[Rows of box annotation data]
--- Start ---

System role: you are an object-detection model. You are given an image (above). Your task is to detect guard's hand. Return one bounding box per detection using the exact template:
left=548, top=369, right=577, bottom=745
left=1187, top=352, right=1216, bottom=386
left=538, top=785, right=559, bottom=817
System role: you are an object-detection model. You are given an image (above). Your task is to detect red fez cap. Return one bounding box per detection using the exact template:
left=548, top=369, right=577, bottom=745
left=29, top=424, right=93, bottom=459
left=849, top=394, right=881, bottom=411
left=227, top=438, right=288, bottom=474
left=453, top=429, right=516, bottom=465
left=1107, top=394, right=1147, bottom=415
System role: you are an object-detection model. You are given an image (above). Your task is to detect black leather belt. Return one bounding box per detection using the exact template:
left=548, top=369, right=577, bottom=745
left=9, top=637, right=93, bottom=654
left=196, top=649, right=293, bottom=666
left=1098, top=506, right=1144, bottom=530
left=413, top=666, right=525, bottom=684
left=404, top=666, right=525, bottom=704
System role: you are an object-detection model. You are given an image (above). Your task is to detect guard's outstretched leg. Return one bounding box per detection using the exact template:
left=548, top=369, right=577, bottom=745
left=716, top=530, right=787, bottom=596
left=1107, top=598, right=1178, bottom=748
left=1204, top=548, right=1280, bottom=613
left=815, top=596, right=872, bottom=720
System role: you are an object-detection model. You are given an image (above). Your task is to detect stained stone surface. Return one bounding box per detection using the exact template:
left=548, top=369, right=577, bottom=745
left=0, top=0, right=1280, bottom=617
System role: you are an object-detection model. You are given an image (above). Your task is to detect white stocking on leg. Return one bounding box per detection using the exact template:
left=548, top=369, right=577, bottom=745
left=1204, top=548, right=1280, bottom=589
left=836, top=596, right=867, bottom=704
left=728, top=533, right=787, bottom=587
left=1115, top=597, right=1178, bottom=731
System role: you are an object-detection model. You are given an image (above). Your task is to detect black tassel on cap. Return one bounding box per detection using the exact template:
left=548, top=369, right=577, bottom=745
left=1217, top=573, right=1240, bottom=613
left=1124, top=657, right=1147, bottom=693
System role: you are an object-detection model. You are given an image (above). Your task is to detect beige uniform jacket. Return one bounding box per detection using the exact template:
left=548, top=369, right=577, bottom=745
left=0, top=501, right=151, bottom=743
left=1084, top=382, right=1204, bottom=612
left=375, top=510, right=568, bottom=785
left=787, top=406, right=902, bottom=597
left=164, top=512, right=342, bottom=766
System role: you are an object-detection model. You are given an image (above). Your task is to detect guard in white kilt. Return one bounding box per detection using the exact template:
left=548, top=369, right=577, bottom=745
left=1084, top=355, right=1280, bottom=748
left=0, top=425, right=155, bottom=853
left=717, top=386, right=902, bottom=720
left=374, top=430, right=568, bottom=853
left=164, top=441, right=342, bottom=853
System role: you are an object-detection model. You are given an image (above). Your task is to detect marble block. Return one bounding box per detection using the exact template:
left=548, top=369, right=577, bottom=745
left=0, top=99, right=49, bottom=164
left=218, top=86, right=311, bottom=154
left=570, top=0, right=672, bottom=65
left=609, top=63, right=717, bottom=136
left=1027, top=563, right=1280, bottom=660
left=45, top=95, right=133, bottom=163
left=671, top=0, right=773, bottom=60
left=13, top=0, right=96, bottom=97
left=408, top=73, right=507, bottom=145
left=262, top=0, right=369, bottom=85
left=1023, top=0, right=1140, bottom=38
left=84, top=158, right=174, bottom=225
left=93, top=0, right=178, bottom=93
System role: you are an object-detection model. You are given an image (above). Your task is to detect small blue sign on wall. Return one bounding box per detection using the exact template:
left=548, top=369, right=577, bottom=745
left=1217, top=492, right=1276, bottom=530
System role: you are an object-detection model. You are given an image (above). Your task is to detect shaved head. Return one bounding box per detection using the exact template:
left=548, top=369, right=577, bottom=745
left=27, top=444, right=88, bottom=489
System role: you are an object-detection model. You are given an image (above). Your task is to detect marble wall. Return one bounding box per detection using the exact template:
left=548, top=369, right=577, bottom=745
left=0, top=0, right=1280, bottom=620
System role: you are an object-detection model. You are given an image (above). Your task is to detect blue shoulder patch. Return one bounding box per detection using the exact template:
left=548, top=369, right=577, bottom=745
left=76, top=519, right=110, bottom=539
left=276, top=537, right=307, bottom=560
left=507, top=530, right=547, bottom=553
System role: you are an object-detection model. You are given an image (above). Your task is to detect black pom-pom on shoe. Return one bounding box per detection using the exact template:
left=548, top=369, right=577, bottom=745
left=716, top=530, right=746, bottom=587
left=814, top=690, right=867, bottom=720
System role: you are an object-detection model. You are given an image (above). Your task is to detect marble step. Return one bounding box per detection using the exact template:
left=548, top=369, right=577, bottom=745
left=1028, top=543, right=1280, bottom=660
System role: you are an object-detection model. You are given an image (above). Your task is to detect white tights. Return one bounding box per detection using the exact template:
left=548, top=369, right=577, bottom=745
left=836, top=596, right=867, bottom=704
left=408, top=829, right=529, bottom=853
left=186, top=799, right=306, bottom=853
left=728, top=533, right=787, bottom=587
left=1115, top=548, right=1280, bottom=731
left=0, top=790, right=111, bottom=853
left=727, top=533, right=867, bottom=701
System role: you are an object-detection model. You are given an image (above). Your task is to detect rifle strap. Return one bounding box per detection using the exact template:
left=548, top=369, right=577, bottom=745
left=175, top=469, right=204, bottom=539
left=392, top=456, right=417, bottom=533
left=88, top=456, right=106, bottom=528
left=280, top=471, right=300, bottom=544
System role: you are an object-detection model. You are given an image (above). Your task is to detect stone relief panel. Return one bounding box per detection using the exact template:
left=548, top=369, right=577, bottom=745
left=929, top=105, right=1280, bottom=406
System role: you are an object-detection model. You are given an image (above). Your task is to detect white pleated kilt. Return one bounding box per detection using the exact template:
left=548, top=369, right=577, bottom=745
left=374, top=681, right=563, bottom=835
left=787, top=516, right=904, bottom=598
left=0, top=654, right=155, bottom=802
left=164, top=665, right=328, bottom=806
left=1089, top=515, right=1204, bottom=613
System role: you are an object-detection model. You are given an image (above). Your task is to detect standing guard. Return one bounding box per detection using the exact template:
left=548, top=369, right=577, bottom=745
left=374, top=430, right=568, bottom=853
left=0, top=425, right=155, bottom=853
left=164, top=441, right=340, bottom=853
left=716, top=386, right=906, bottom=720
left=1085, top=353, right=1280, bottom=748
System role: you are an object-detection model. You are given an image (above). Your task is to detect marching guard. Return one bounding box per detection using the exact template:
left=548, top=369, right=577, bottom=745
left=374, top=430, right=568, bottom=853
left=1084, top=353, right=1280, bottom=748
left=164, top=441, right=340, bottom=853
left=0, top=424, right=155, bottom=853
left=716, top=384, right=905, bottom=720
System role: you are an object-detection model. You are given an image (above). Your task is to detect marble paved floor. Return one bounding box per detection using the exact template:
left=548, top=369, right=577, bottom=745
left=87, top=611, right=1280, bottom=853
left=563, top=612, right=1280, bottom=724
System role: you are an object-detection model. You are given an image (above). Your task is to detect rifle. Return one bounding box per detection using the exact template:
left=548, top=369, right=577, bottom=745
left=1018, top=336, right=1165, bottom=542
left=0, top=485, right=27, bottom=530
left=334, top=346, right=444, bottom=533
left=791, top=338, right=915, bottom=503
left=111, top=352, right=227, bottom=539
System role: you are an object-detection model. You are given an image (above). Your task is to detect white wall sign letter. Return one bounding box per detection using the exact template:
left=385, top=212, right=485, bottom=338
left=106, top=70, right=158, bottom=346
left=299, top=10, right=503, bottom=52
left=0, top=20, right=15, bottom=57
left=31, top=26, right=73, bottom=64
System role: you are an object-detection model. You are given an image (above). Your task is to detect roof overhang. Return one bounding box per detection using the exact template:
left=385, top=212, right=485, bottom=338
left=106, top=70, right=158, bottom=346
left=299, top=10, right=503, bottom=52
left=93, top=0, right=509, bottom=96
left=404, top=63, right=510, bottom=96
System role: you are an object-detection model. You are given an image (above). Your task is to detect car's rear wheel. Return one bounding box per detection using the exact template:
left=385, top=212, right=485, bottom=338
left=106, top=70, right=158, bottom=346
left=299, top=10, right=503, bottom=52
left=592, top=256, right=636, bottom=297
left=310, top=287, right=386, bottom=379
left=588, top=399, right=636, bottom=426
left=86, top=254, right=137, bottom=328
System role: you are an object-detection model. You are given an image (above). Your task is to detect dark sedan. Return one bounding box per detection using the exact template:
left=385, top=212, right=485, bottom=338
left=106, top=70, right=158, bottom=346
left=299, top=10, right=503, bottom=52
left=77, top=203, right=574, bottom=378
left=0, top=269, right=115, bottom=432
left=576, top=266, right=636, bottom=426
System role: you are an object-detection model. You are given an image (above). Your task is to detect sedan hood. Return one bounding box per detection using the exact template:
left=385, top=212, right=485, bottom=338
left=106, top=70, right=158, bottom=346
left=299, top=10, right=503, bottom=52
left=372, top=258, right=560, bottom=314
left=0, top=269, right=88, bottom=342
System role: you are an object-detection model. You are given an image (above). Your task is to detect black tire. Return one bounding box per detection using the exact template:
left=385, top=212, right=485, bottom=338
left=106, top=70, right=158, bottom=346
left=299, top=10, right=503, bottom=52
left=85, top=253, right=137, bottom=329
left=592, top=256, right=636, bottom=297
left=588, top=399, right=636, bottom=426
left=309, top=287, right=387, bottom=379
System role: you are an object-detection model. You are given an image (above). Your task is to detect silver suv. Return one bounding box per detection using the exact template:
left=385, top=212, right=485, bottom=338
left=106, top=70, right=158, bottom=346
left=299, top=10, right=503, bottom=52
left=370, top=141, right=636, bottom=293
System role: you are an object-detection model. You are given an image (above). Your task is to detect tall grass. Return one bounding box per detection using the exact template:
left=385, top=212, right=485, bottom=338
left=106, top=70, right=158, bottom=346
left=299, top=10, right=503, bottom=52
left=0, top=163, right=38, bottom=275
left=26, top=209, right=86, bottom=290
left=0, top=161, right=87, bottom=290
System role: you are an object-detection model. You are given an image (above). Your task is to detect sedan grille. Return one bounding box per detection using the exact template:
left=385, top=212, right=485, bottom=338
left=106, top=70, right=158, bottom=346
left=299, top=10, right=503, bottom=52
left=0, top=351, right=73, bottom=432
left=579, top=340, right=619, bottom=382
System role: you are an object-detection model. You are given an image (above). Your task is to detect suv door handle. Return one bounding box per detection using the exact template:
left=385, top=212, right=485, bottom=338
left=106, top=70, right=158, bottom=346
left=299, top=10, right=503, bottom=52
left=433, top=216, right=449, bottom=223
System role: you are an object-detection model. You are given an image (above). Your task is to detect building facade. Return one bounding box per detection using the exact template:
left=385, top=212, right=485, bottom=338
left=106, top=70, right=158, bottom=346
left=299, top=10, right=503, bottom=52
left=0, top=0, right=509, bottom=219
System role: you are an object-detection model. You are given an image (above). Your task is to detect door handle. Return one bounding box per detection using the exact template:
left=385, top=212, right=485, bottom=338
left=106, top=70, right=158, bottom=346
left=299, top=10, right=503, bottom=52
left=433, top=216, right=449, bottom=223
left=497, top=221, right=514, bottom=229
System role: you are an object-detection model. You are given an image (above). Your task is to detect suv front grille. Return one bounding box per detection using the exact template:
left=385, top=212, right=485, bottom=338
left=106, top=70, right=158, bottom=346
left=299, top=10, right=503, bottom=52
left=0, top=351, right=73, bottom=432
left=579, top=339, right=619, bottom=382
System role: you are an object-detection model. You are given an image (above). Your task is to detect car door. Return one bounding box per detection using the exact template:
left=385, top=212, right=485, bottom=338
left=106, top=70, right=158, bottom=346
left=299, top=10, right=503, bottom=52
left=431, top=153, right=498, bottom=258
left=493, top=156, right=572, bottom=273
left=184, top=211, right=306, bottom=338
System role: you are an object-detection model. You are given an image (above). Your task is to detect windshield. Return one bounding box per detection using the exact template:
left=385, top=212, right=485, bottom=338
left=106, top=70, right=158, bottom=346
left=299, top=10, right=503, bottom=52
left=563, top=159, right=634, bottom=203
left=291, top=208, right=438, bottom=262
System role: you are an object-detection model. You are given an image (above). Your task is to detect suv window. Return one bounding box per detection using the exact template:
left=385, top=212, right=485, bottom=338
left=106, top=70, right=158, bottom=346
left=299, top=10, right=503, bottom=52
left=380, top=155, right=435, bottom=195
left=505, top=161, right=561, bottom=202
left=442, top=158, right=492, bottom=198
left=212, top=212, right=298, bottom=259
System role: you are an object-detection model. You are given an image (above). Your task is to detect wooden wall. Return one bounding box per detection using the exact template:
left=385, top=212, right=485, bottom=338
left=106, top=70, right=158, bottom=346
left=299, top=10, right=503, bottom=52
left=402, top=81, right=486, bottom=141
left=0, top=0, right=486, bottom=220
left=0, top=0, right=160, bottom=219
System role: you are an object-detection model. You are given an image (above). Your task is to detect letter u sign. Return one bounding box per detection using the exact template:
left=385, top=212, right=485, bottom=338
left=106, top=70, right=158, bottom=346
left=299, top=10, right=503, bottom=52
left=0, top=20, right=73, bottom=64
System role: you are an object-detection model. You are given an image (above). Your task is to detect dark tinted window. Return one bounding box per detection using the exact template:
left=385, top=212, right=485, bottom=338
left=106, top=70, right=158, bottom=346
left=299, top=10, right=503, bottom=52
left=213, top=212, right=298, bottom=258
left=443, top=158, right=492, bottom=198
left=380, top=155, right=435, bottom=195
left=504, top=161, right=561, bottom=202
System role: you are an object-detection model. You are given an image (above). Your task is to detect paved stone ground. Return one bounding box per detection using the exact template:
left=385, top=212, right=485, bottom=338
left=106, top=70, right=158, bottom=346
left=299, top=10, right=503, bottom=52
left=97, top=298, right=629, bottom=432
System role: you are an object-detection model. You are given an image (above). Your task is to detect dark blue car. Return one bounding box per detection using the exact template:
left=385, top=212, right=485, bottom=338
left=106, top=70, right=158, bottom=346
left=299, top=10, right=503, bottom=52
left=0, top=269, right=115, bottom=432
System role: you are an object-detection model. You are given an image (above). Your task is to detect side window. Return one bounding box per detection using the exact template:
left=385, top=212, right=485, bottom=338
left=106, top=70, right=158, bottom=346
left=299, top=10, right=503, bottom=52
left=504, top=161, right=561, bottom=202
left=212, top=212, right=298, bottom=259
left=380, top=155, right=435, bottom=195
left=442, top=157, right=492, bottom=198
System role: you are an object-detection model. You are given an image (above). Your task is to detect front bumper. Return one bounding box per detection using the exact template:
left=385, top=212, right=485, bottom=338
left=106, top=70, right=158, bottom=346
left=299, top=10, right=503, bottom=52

--- End ---

_DIRECTION_
Convert the entries into a two-column CSV with the columns entry_text and answer, one row per entry, starting at the first entry and stopping after the line that has "left=815, top=596, right=872, bottom=720". Put each entry's text and its answer each in a single quoted field, and replace line breaks with spaces.

_WRITTEN RESPONSE_
entry_text,answer
"System role: you are an object-detection model. You are given an image (above). Your task is to detect guard's hand. Return one bounding box per detection using the exact template: left=548, top=369, right=577, bottom=745","left=1187, top=352, right=1216, bottom=386 left=538, top=785, right=559, bottom=817"
"System role: you are an object-detection model. You are given an image (above). Your task is to detect red fez cap. Return one bounding box per detection using the exact template: left=548, top=369, right=577, bottom=745","left=29, top=424, right=93, bottom=459 left=849, top=394, right=881, bottom=411 left=227, top=438, right=288, bottom=474 left=453, top=429, right=516, bottom=465 left=1107, top=394, right=1147, bottom=415"
"System role: you are an object-detection model. You are given an image (above). Your task is to detect black leather belt. Return one bounding box per detection using the exact template: left=548, top=369, right=577, bottom=745","left=9, top=637, right=93, bottom=654 left=196, top=649, right=293, bottom=666 left=1098, top=506, right=1144, bottom=530 left=413, top=666, right=525, bottom=684 left=404, top=666, right=525, bottom=704"
"System role: you are an object-detection model. You are given an image (above). Your task is to detect guard's outstretched leg. Return one bounding box per detection using the exact template: left=548, top=369, right=577, bottom=745","left=716, top=530, right=787, bottom=596 left=1107, top=598, right=1178, bottom=748 left=1204, top=548, right=1280, bottom=613 left=815, top=596, right=872, bottom=720"